Short task
Print the entire listing. Each line must match the original exactly.

** Begin Available records **

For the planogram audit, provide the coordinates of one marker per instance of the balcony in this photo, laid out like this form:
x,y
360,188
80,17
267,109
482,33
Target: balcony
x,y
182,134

** End Available records **

Solved exercise
For the planogram audit, provide the coordinates of one marker per instance of the balcony in this photo, laid out like this form:
x,y
360,188
80,17
267,109
482,33
Target: balcony
x,y
182,134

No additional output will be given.